Reproduce without any change the part of the items below that opens with the line containing "the car hood" and runs through the end of the items. Leave the pictures out of your answer.

— start of Source records —

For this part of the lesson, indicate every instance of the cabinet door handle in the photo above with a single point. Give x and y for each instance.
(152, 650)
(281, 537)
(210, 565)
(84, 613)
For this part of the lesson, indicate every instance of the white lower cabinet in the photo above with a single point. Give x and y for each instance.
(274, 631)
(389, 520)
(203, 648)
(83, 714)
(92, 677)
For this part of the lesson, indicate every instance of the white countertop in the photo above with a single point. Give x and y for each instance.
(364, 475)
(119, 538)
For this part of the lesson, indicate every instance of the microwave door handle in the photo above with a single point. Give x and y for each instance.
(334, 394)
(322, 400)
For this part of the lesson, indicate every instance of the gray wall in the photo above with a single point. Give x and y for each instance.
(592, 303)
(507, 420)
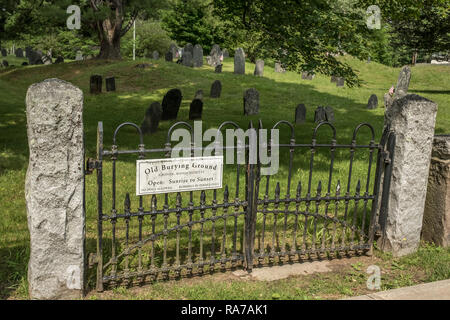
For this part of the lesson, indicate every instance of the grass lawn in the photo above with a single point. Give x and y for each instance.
(137, 88)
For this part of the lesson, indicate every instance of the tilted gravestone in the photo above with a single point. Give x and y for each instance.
(329, 114)
(189, 48)
(110, 84)
(187, 59)
(412, 118)
(259, 68)
(300, 114)
(216, 89)
(279, 68)
(96, 83)
(308, 76)
(196, 109)
(152, 117)
(251, 102)
(199, 95)
(169, 56)
(54, 191)
(320, 115)
(19, 53)
(171, 104)
(373, 102)
(198, 56)
(239, 61)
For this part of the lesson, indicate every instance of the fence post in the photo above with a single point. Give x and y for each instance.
(54, 190)
(412, 119)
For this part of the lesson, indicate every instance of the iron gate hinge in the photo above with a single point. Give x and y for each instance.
(92, 260)
(91, 165)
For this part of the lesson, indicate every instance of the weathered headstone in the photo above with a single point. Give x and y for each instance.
(196, 109)
(171, 104)
(329, 113)
(169, 56)
(436, 218)
(225, 53)
(189, 48)
(54, 191)
(216, 89)
(259, 68)
(340, 82)
(412, 118)
(198, 56)
(96, 83)
(110, 84)
(19, 53)
(308, 76)
(199, 95)
(251, 102)
(187, 59)
(373, 102)
(300, 114)
(279, 68)
(320, 115)
(239, 61)
(152, 117)
(79, 56)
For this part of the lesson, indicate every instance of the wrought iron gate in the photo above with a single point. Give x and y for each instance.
(262, 221)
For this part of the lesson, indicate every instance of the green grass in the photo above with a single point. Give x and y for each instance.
(137, 88)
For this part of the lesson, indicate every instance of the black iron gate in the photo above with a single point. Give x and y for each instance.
(262, 221)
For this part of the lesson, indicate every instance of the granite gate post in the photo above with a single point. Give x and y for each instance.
(412, 118)
(54, 190)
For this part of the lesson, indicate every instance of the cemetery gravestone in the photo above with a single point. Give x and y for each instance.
(199, 95)
(96, 84)
(110, 84)
(340, 82)
(239, 61)
(171, 104)
(152, 118)
(196, 109)
(259, 68)
(251, 102)
(320, 115)
(198, 56)
(218, 68)
(279, 68)
(187, 59)
(169, 56)
(216, 89)
(373, 102)
(308, 76)
(300, 114)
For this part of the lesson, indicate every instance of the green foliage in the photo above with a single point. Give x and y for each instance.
(149, 37)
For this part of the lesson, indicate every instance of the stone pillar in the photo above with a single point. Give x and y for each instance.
(54, 190)
(412, 118)
(436, 219)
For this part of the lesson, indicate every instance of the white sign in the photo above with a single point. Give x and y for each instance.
(178, 174)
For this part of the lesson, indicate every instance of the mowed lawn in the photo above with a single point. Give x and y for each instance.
(138, 88)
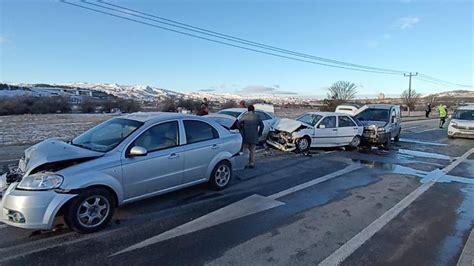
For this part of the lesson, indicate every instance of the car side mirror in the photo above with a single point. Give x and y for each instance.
(137, 151)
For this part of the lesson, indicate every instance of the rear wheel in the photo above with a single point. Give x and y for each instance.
(303, 144)
(221, 176)
(90, 211)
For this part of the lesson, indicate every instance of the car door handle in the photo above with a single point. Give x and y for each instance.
(173, 156)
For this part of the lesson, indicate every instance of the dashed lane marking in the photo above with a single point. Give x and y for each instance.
(422, 142)
(250, 205)
(358, 240)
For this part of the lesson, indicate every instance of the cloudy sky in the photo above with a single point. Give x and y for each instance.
(52, 42)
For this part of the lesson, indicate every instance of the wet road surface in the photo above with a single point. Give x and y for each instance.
(411, 205)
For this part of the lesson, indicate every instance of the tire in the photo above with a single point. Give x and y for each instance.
(303, 144)
(221, 176)
(397, 138)
(355, 142)
(90, 211)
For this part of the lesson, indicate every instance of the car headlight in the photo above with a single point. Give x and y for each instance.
(41, 181)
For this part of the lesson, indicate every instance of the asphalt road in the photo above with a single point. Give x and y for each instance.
(411, 205)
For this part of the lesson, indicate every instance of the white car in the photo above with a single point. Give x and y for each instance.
(316, 129)
(268, 118)
(462, 123)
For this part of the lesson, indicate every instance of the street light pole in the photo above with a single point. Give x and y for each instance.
(409, 75)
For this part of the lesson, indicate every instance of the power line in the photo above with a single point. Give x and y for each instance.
(221, 42)
(232, 38)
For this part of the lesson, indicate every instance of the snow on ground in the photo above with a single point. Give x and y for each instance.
(30, 129)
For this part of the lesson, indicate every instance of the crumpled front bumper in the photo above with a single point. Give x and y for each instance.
(38, 208)
(374, 138)
(281, 141)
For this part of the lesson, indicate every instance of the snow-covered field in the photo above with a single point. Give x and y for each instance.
(30, 129)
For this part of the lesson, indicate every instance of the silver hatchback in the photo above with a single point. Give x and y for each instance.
(122, 160)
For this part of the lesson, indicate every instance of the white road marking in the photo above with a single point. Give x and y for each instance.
(422, 142)
(467, 254)
(242, 208)
(358, 240)
(239, 209)
(315, 181)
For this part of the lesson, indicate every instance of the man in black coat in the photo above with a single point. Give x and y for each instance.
(251, 127)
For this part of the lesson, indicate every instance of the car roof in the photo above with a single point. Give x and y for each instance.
(327, 113)
(382, 106)
(156, 116)
(466, 107)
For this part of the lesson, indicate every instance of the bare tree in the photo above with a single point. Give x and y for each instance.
(342, 91)
(339, 92)
(410, 99)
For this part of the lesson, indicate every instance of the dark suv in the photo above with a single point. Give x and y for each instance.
(381, 124)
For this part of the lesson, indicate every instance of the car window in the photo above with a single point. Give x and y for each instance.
(263, 116)
(159, 137)
(345, 121)
(329, 122)
(231, 113)
(197, 131)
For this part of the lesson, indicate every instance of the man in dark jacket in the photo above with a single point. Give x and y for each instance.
(251, 127)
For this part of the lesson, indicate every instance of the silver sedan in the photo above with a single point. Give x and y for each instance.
(122, 160)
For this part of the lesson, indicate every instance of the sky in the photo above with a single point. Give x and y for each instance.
(47, 41)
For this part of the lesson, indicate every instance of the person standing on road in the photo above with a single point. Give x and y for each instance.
(251, 128)
(443, 114)
(428, 110)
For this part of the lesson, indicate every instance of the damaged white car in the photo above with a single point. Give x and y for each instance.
(316, 129)
(122, 160)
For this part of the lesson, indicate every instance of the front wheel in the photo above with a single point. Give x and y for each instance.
(303, 144)
(90, 211)
(221, 175)
(355, 142)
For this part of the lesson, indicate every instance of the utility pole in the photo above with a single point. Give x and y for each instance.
(409, 75)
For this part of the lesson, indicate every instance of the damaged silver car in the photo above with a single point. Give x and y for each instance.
(316, 129)
(122, 160)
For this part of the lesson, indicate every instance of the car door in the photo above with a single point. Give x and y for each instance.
(161, 168)
(268, 121)
(325, 132)
(202, 145)
(346, 130)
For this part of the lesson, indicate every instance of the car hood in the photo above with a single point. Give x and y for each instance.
(375, 123)
(226, 121)
(288, 125)
(463, 122)
(53, 150)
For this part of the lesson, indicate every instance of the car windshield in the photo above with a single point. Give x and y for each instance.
(373, 114)
(107, 135)
(231, 113)
(310, 119)
(464, 115)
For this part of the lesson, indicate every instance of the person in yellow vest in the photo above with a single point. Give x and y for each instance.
(443, 114)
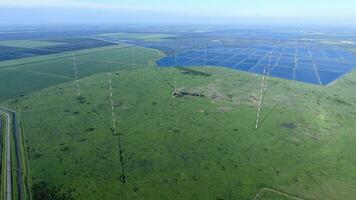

— end of Source records —

Expected output =>
For this part of the lesson, indicate every instance of the car hood in the photo above with a single point. Give x and y for each instance.
(375, 123)
(226, 121)
(288, 125)
(463, 122)
(53, 150)
For this part of the lesson, indicate every instance of the car windshield in the photo above with a single point. Give x and y for each instance.
(373, 114)
(107, 135)
(231, 113)
(310, 119)
(464, 115)
For this part of the lesson, indicate every instance of the person in yellow vest in the photo above with a single point. Give x and y for each instance.
(443, 114)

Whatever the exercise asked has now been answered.